◆ GOALS ◆
(A) In the mailing-list message, on what day and at what time did Andres Freund write the message that is being answered?
(B) Say whether each statement agrees with the mailing-list message, and quote the deciding words. (i) The message was posted to the pgsql-hackers list. (ii) The quoted code comment describes a comparison function for a binary heap. (iii) The writer says that every point needs more thought before it can be answered.
Start SOURCE DOCUMENT
Re: POC: Cleaning up orphaned files using undo logs

From: Amit Kapila <amit(dot)kapila16(at)gmail(dot)com>
To: Andres Freund <andres(at)anarazel(dot)de>
Cc: Thomas Munro <thomas(dot)munro(at)gmail(dot)com>, Dilip Kumar <dilipbalaut(at)gmail(dot)com>, Robert Haas <robertmhaas(at)gmail(dot)com>, Dmitry Dolgov <9erthalion6(at)gmail(dot)com>, Kuntal Ghosh <kuntalghosh(dot)2007(at)gmail(dot)com>, Pg Hackers <pgsql-hackers(at)postgresql(dot)org>
Subject: Re: POC: Cleaning up orphaned files using undo logs
Date: 2019-08-07 09:20:17
Message-ID: CAA4eK1KnnWHKiPT_JYV=XGXPHZGdZCtvH5WqcoRoyBvKsEqDjg@mail.gmail.com
Views: Raw Message | Whole Thread | Download mbox | Resend email
Thread:
Lists: pgsql-hackers

On Tue, Aug 6, 2019 at 1:26 PM Andres Freund <andres(at)anarazel(dot)de> wrote:
> On 2019-08-05 11:29:34 -0700, Andres Freund wrote:
>

I am responding to some of the points where I need some more inputs or
some discussion is required. Some of the things need more thoughts
which I will respond later and some are quite straight forward and
doesn't need much discussion.

>
> > +/*
> > + * Binary heap comparison function to compare the time at which an error
> > + * occurred for transactions.
End SOURCE DOCUMENT
Start DATASET EXCERPT
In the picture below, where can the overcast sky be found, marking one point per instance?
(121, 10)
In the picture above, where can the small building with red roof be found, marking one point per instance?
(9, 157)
End DATASET EXCERPT
◆ ANSWERS GIVEN ◆
(A) Tue, Aug 6, 2019 at 1:26 PM

(B)
(i) Yes: "Lists: pgsql-hackers"
(ii) Yes: "Binary heap comparison function to compare the time at which an error"
(iii) No: "some are quite straight forward and doesn't need much discussion"